- [EXERCISE DESCRIPTION]: Please state how many lines in the entries below contain the string "blue". Give only the number.

Records excerpted from a collection:
§ §

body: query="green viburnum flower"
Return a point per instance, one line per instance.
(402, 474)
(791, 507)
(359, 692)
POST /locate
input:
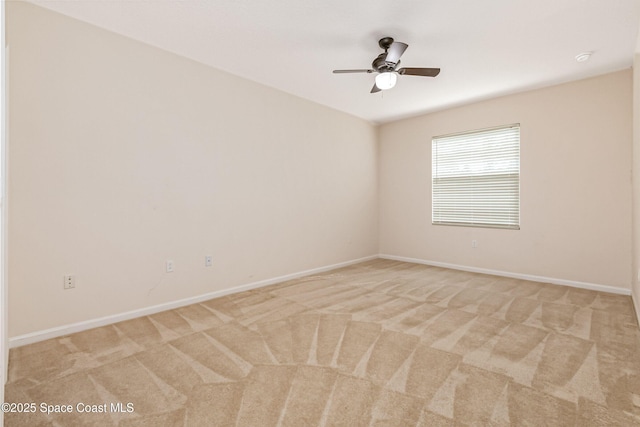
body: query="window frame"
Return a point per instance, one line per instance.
(459, 204)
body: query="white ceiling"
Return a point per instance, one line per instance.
(484, 48)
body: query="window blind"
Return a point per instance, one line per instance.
(476, 178)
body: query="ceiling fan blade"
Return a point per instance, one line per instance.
(427, 72)
(395, 51)
(351, 71)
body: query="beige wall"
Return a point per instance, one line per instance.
(635, 273)
(575, 185)
(124, 156)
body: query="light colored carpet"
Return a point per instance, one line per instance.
(381, 343)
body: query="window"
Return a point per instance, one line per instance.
(476, 178)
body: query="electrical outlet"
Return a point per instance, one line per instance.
(69, 282)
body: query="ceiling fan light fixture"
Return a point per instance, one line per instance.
(386, 80)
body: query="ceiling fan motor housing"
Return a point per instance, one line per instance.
(381, 65)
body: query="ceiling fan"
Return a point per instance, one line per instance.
(386, 65)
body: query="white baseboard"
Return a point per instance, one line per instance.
(543, 279)
(59, 331)
(636, 305)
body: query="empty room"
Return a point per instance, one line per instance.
(305, 213)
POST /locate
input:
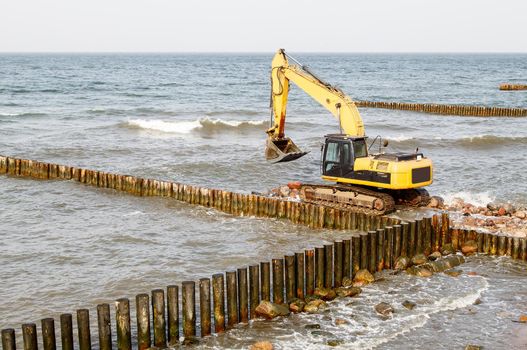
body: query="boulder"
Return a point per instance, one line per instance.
(261, 345)
(469, 247)
(315, 306)
(409, 305)
(347, 282)
(348, 292)
(419, 259)
(364, 277)
(419, 271)
(296, 305)
(270, 310)
(384, 309)
(434, 256)
(447, 249)
(326, 294)
(401, 263)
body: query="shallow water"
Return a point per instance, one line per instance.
(200, 119)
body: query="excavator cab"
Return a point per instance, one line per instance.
(339, 154)
(282, 150)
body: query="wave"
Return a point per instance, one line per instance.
(185, 127)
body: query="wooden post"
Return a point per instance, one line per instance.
(278, 281)
(380, 250)
(142, 307)
(48, 334)
(299, 268)
(243, 296)
(405, 238)
(310, 271)
(158, 316)
(104, 326)
(188, 290)
(372, 240)
(218, 296)
(66, 331)
(204, 306)
(29, 334)
(337, 265)
(8, 335)
(412, 239)
(319, 267)
(83, 325)
(397, 241)
(355, 254)
(328, 264)
(254, 290)
(420, 232)
(388, 247)
(122, 319)
(346, 257)
(290, 278)
(265, 280)
(502, 245)
(232, 299)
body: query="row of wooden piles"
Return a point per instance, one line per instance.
(462, 110)
(181, 313)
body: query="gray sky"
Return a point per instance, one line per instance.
(263, 26)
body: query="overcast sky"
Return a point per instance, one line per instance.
(263, 26)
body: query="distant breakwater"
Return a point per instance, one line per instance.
(230, 298)
(461, 110)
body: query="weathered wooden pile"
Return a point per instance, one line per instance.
(513, 87)
(463, 110)
(227, 299)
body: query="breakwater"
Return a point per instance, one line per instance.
(462, 110)
(513, 87)
(230, 298)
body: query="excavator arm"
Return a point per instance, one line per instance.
(279, 147)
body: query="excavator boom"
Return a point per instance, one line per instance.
(281, 148)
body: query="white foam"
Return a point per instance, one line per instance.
(185, 127)
(476, 198)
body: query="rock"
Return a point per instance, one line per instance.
(294, 185)
(401, 263)
(326, 294)
(472, 347)
(335, 342)
(270, 310)
(348, 292)
(384, 309)
(469, 247)
(447, 249)
(340, 321)
(296, 305)
(434, 256)
(261, 345)
(322, 333)
(453, 273)
(520, 214)
(315, 306)
(312, 326)
(419, 271)
(364, 276)
(347, 282)
(409, 305)
(419, 259)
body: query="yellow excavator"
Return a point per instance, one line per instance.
(364, 182)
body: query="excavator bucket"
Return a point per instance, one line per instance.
(282, 150)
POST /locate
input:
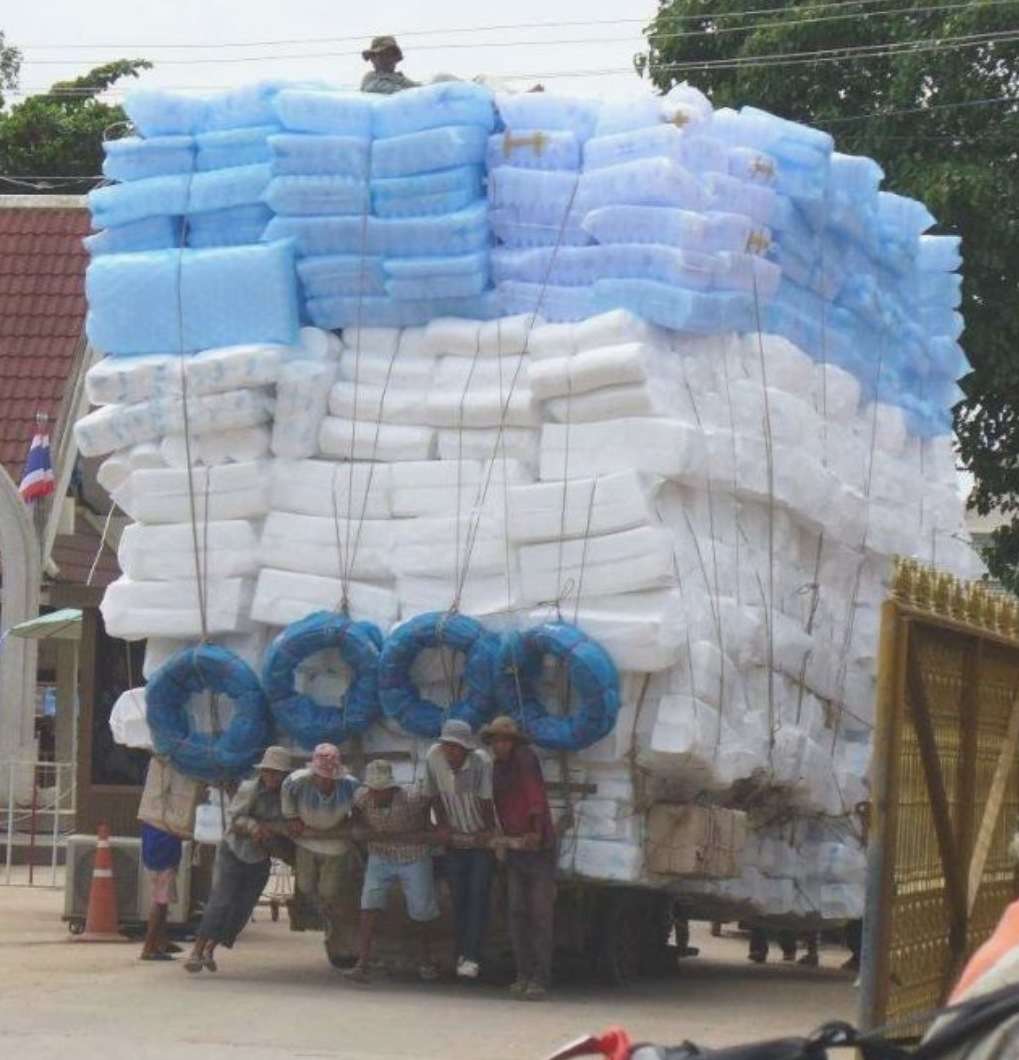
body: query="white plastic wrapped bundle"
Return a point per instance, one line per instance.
(301, 402)
(162, 495)
(136, 610)
(329, 546)
(323, 488)
(167, 553)
(282, 597)
(116, 426)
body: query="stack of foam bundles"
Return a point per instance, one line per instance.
(682, 381)
(386, 199)
(178, 265)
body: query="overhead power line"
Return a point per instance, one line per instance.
(367, 34)
(581, 41)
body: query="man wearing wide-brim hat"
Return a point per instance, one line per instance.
(255, 819)
(522, 807)
(384, 54)
(387, 810)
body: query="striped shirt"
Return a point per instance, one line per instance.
(462, 791)
(407, 812)
(301, 799)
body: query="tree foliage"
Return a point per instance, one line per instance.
(960, 160)
(60, 133)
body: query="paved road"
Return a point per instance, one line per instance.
(276, 996)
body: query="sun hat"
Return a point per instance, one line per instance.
(277, 759)
(326, 761)
(504, 727)
(379, 775)
(380, 45)
(458, 732)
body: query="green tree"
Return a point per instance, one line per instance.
(60, 133)
(949, 148)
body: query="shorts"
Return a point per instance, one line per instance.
(163, 883)
(417, 881)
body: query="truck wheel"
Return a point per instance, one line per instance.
(618, 956)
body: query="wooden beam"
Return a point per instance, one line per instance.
(951, 866)
(996, 798)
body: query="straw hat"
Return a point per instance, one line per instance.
(277, 759)
(380, 45)
(503, 727)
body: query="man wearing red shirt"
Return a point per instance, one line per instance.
(522, 806)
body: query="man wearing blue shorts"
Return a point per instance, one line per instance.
(386, 809)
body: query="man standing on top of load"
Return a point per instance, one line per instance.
(242, 865)
(314, 800)
(384, 53)
(388, 809)
(458, 778)
(522, 804)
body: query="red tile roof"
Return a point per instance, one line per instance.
(41, 315)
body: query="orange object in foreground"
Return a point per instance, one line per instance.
(1004, 940)
(102, 920)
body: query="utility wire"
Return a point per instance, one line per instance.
(653, 37)
(458, 30)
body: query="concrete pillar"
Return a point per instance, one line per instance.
(19, 601)
(66, 701)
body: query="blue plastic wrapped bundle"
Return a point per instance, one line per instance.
(332, 276)
(938, 253)
(456, 233)
(513, 230)
(297, 714)
(234, 226)
(431, 149)
(368, 312)
(151, 233)
(227, 296)
(135, 158)
(338, 113)
(656, 141)
(156, 111)
(551, 302)
(231, 147)
(321, 194)
(545, 110)
(207, 756)
(703, 313)
(689, 230)
(533, 149)
(433, 106)
(592, 677)
(426, 194)
(301, 153)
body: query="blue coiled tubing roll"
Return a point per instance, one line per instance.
(204, 755)
(298, 714)
(592, 673)
(404, 703)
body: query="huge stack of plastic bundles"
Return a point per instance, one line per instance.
(179, 265)
(407, 237)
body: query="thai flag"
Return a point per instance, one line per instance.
(37, 480)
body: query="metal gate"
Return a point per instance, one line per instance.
(945, 789)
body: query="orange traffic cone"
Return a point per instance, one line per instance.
(102, 920)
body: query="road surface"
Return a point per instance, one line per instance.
(275, 996)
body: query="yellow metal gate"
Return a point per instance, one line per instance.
(945, 789)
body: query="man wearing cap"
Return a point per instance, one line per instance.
(317, 800)
(384, 53)
(458, 778)
(386, 809)
(522, 805)
(255, 819)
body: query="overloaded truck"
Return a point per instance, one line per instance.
(608, 416)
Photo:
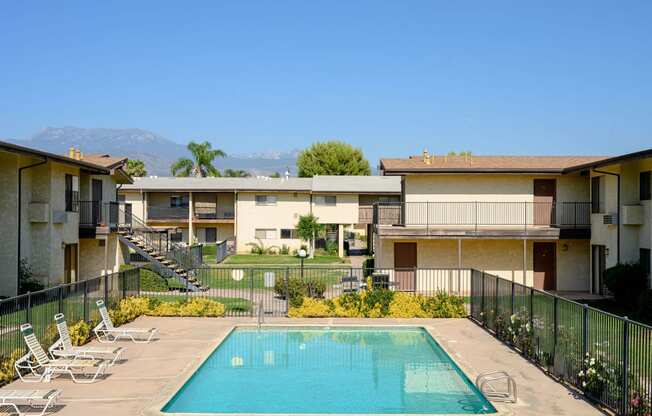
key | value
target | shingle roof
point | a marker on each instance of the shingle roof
(343, 184)
(106, 161)
(486, 163)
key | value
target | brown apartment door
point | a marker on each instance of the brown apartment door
(405, 263)
(545, 194)
(545, 266)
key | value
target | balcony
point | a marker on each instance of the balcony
(159, 213)
(492, 218)
(100, 217)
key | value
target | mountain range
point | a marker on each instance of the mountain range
(156, 151)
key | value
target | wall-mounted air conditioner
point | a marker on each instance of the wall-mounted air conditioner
(610, 219)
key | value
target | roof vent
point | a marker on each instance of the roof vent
(426, 157)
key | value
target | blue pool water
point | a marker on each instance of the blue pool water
(329, 370)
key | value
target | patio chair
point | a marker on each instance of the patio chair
(36, 399)
(63, 346)
(42, 368)
(106, 332)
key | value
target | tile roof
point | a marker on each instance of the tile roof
(486, 163)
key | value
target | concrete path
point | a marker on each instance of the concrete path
(152, 373)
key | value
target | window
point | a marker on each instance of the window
(72, 193)
(644, 259)
(211, 235)
(326, 200)
(265, 200)
(265, 233)
(179, 201)
(645, 185)
(595, 195)
(288, 234)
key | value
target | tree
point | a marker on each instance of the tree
(202, 165)
(332, 158)
(308, 229)
(236, 173)
(136, 168)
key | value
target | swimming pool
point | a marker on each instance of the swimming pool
(329, 370)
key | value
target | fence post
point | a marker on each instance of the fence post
(86, 301)
(251, 291)
(585, 330)
(512, 305)
(287, 290)
(556, 324)
(106, 290)
(29, 307)
(482, 301)
(625, 398)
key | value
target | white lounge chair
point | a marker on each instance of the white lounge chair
(36, 399)
(42, 368)
(106, 332)
(63, 347)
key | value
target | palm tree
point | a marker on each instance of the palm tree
(236, 173)
(202, 165)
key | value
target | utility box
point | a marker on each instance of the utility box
(633, 215)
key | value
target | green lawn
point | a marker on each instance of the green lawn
(255, 259)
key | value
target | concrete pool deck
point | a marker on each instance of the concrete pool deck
(152, 373)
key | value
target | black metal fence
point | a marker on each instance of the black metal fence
(75, 300)
(560, 335)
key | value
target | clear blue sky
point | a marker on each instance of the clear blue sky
(494, 77)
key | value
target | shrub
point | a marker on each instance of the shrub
(625, 282)
(80, 332)
(376, 302)
(311, 308)
(7, 371)
(644, 309)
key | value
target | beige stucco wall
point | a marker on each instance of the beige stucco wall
(500, 257)
(633, 237)
(285, 214)
(92, 256)
(9, 224)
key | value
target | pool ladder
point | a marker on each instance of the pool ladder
(490, 385)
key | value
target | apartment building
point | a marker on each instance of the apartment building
(621, 213)
(57, 215)
(244, 210)
(523, 218)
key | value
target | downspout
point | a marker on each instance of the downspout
(20, 197)
(617, 175)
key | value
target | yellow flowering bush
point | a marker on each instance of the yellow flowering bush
(80, 333)
(7, 371)
(382, 303)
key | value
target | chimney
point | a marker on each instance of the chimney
(426, 157)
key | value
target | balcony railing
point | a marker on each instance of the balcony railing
(484, 214)
(104, 214)
(167, 213)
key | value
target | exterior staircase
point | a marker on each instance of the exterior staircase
(167, 260)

§ §

- [EXERCISE SOLUTION]: 7